Exercise details> From the first line to the last, write out the records exactly.

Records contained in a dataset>

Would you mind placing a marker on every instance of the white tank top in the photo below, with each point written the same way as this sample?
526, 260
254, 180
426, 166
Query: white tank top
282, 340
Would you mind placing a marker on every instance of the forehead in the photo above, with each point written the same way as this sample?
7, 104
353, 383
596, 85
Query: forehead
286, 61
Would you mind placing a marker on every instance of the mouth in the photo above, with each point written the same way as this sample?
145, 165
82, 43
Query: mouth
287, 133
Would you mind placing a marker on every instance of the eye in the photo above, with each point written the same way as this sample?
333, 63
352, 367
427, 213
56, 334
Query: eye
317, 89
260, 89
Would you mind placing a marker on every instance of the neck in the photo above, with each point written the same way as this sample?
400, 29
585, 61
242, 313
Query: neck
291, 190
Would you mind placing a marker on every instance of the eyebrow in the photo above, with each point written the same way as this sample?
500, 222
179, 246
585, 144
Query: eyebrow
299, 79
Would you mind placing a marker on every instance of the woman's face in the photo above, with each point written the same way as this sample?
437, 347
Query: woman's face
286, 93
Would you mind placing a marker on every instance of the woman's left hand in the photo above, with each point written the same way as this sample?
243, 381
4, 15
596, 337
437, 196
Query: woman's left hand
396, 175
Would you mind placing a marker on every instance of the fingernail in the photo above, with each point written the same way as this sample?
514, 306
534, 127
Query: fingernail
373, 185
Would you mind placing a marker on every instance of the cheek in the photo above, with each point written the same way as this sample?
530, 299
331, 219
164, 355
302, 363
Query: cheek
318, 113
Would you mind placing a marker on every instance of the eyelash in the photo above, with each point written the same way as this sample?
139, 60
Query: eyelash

Task result>
Would you mind placing a marker on every instance of the white tank top in the photo below, with each point written the same way as this sample?
526, 260
254, 180
426, 166
Query: white tank top
282, 340
Would you mind placing a marker on every instance of the forehead in the photo above, with each point written the same way as this sample?
7, 104
353, 383
596, 85
Query: forehead
286, 61
Would you mind placing a marker on every instance of the mouth in the photo above, with each point written the same way as this sample?
145, 165
82, 43
Query: mouth
287, 133
Would you mind placing a marker on every instance of the eye in the photo above, with each point written the same way as this sample?
333, 63
352, 367
427, 213
56, 334
Query: eye
317, 89
260, 89
Would you mind placing a marker on every instance of the neck in the photo above, with each point written the same way as this sample?
400, 29
585, 61
242, 313
Query: neck
291, 190
Would you mind placing a marker on every instance of the eyebrow in the photo above, with each point written the same way as this sample?
500, 222
179, 246
585, 144
Query: eyebrow
299, 79
Would you mind placing a marker on every instance of the woman's face in the photo above, with each point written the same way as this sample?
437, 347
Query: woman's face
286, 93
Would you mind placing a marker on every instance of the woman's left hand in the photo above, with each point written the same way as this sample?
243, 381
4, 15
596, 337
437, 196
Query: woman's left hand
396, 175
Would you mind placing a marker on every instance of the fingernail in the photo above, with each point written the same way as this sample?
514, 306
534, 127
Query: fingernail
373, 185
Would you mind placing a marker on every instance of the cheek in the photo above, with each point written the same way as this sample?
530, 299
331, 219
164, 355
302, 363
Query: cheek
318, 113
Would you mind placing a marker on every instance of the eyelash in the photo above, with each point written the same way as this sample?
139, 60
Query: eyelash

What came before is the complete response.